INSTRUCTIONS
a. In the Market Rule 1 excerpt, what capacity factor during 2002 makes a unit a Peaking Unit?
b. Reproduce the Market Rule 1 excerpt word for word, between "35. Second, we" and "Market Rule 1.", inclusive.

PAGE EXCERPT
▬▬▬▬▬▬▬▬▬▬
33. Upon further review of Market Rule 1, we will, pursuant to Section 206 Start Printed Page 23452of the Federal Power Act, 16 U.S.C. 824e, revise that Market Rule. Specifically, first, we find that Market Rule 1 shall include temporary mitigation rules to be effective June 1, 2003 that increase the safe harbor energy bids (used in the mitigation process in determining acceptable bids) to a level that includes both a variable cost component and a fixed cost adder for capacity in each DCA that had a capacity factor of 10 percent or less during 2002 (Peaking Units). The fixed cost adder for each such unit should be designed to recover the unit-specific fixed costs (adjusted downward, in the case of units covered by RMR contracts, to account for the costs recovered in the RMR contract) over the number of megawatt hours supplied in the preceding year. The safe harbor energy bids for these units would be the sum of the unit's variable cost and the adjusted fixed cost adder.

34. Our reason for increasing the safe harbor energy bids of these units is to provide a market mechanism for high cost, seldom run units to recover their fixed costs. Since ISO-NE dispatches energy in order of energy bids, capacity with a capacity factor of 10 percent or less for the year is likely to be among the most expensive energy-producing capacity in the DCA. When such capacity is called upon to produce energy, demand is likely to be pressing upon the total capacity in the DCA, and thus, higher prices are likely to be economically justified. The current CT Proxy is designed to allow a new CT to recover its fixed costs over all hours of congestion in a DCA. Units that produce energy in substantially fewer hours, such as the Applicants' units, are not likely to be able to recover all of their fixed costs under the current CT Proxy.

35. Second, we find that the Market Rule shall provide that the energy bids of peaking units are eligible to determine LMP. As a result, when a peaking unit is called, all sellers will be able to receive a high market price and recover fixed costs. This feature will encourage entry by new generators. We will direct ISO-NE to make compliance filings to reflect these changes in Market Rule 1.

36. Third, we will eliminate the current CT Proxy mechanism. Under our modified mitigation approach, energy bids above a unit's safe harbor energy bid would be subject to possible mitigation. However, since our new Peaking Unit Safe Harbor energy bid mechanism will permit higher bids and prices during the small number of hours when demand approaches total capacity, we find there is no need to permit other generators to bid up to the current CT Proxy in order to attract new investment. Moreover, permitting these other generators to bid up to the current CT Proxy could permit them to exercise market power by increasing prices when supplies are not scarce. Therefore, we will eliminate the current CT Proxy mechanism. By eliminating the current CT Proxy mechanism, we expect energy prices to be lower during periods of ample supply, when the units eligible for the higher Peaking Unit Safe Harbor energy bids are not needed.
▬▬▬▬▬▬▬▬▬▬
EXTRACTED ENTRIES
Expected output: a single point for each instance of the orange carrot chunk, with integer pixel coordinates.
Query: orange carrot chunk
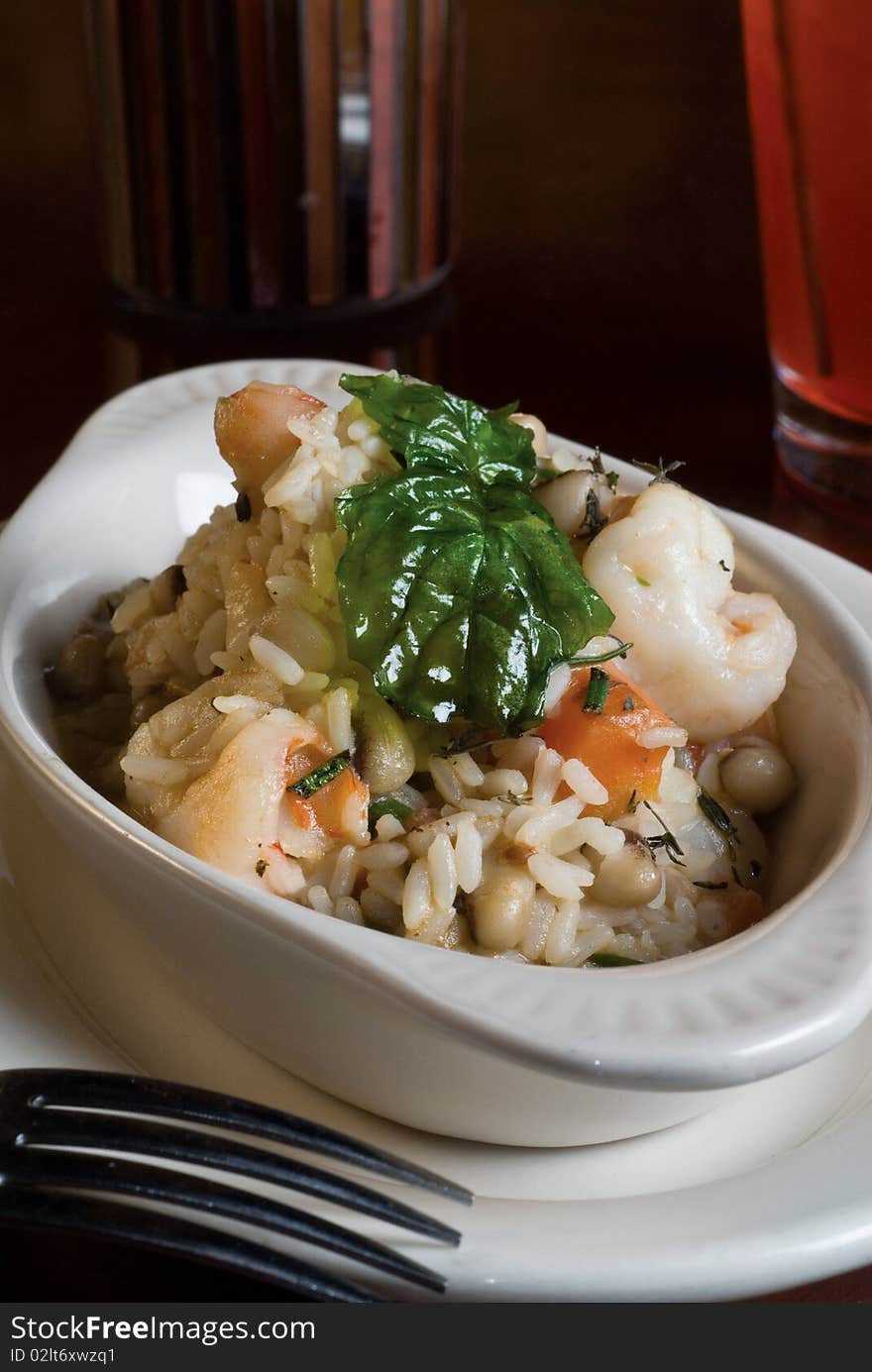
(607, 742)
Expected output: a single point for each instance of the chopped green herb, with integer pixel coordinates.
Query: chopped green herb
(658, 471)
(611, 959)
(467, 742)
(715, 815)
(387, 805)
(598, 690)
(597, 467)
(666, 840)
(321, 776)
(456, 587)
(595, 519)
(600, 658)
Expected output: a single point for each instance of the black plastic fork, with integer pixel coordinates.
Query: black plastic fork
(47, 1115)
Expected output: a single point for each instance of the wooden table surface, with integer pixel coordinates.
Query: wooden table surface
(607, 278)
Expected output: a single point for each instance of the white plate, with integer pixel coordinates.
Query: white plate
(768, 1190)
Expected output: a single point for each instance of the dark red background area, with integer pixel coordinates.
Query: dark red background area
(607, 278)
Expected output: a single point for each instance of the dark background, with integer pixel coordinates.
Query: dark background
(607, 274)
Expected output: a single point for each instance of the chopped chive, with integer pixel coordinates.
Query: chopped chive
(715, 815)
(387, 805)
(621, 651)
(467, 742)
(658, 471)
(666, 840)
(611, 959)
(594, 520)
(321, 776)
(598, 690)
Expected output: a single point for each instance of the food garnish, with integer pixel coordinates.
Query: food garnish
(666, 840)
(456, 588)
(611, 959)
(715, 815)
(598, 690)
(321, 776)
(387, 805)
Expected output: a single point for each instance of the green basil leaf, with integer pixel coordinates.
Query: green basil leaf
(424, 424)
(456, 588)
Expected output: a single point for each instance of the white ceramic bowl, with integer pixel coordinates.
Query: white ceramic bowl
(456, 1044)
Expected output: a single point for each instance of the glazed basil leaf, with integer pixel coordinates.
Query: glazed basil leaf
(456, 588)
(423, 424)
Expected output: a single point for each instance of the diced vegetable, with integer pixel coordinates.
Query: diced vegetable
(384, 754)
(607, 742)
(328, 783)
(321, 776)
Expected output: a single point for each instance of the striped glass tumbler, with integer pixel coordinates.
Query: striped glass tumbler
(276, 159)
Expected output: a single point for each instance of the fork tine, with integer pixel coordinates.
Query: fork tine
(46, 1168)
(143, 1095)
(74, 1129)
(166, 1233)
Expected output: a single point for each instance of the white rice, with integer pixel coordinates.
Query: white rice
(260, 604)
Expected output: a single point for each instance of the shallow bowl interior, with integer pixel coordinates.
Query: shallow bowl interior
(145, 474)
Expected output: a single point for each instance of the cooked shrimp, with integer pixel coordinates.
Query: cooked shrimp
(252, 431)
(238, 812)
(714, 659)
(231, 816)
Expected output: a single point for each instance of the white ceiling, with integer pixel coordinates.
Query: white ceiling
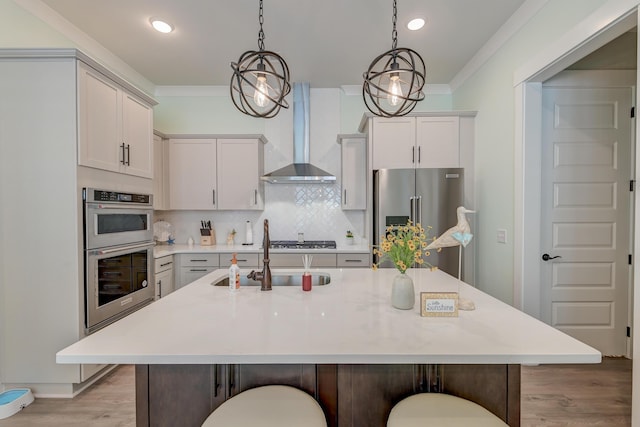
(328, 43)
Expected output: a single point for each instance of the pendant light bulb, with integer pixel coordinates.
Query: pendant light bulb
(261, 95)
(395, 90)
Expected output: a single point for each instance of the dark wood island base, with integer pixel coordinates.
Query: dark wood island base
(350, 395)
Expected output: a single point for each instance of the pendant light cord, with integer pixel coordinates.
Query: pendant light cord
(394, 33)
(261, 32)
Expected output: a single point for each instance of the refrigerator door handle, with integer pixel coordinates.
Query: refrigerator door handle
(412, 209)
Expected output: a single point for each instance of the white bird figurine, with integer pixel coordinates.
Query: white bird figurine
(459, 234)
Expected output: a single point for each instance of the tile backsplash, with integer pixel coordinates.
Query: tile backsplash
(312, 209)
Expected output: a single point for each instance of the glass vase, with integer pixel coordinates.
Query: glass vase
(402, 293)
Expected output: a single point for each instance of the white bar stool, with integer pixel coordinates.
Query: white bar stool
(268, 406)
(441, 410)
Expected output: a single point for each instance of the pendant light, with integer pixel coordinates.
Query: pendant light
(260, 80)
(394, 81)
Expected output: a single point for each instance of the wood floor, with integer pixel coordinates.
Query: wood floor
(552, 396)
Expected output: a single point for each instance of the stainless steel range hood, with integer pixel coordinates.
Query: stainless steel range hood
(300, 171)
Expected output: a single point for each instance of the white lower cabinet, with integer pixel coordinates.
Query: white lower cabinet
(164, 276)
(193, 266)
(358, 260)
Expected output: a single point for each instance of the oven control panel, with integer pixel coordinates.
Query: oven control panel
(104, 196)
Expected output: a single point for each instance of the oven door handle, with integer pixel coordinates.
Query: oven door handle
(125, 248)
(118, 206)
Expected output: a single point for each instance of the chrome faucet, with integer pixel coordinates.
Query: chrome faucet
(264, 276)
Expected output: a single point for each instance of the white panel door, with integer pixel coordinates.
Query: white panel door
(438, 142)
(240, 165)
(137, 134)
(192, 174)
(394, 143)
(100, 144)
(586, 169)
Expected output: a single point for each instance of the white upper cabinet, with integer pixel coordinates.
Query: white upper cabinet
(137, 135)
(192, 174)
(216, 174)
(354, 171)
(115, 128)
(393, 142)
(438, 142)
(415, 142)
(240, 163)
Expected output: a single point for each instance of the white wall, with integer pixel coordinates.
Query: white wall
(490, 91)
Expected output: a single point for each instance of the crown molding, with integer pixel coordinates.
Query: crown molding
(524, 13)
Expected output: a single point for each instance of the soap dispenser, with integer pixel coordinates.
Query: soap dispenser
(234, 274)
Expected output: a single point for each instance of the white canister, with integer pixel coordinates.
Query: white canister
(248, 240)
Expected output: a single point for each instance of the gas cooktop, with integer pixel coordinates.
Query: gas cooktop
(307, 244)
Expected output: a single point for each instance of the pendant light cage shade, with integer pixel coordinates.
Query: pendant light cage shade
(260, 80)
(259, 83)
(393, 83)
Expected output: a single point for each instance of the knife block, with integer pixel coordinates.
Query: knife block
(209, 240)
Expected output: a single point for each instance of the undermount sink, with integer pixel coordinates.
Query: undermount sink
(279, 279)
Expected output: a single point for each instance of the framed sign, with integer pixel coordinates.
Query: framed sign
(439, 304)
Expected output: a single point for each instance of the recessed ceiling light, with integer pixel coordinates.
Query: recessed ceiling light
(161, 25)
(415, 24)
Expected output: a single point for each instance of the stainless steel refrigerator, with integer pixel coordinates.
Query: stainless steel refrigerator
(429, 197)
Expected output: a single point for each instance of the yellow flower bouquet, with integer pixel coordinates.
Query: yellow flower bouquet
(404, 246)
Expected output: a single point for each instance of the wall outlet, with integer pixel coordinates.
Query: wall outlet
(502, 235)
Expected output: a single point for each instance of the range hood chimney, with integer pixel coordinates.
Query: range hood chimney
(300, 171)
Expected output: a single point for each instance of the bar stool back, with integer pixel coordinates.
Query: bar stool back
(442, 410)
(268, 406)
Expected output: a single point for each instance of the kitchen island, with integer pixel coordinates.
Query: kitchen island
(343, 343)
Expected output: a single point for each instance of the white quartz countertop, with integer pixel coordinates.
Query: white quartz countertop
(163, 250)
(351, 320)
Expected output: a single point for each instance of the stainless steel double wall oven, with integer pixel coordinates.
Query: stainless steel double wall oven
(118, 254)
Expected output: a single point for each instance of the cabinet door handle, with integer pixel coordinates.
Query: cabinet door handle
(232, 382)
(216, 384)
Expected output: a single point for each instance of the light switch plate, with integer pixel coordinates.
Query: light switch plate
(502, 235)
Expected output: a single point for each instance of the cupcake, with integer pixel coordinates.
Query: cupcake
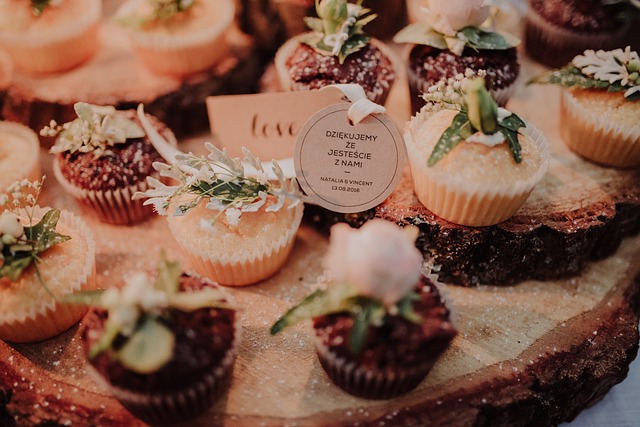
▬▬▬▬▬▬▬▬▬▬
COMPLETED EXERCISE
a. A capacity factor of 10 percent or less during 2002.

b.
35. Second, we find that the Market Rule shall provide that the energy bids of peaking units are eligible to determine LMP. As a result, when a peaking unit is called, all sellers will be able to receive a high market price and recover fixed costs. This feature will encourage entry by new generators. We will direct ISO-NE to make compliance filings to reflect these changes in Market Rule 1.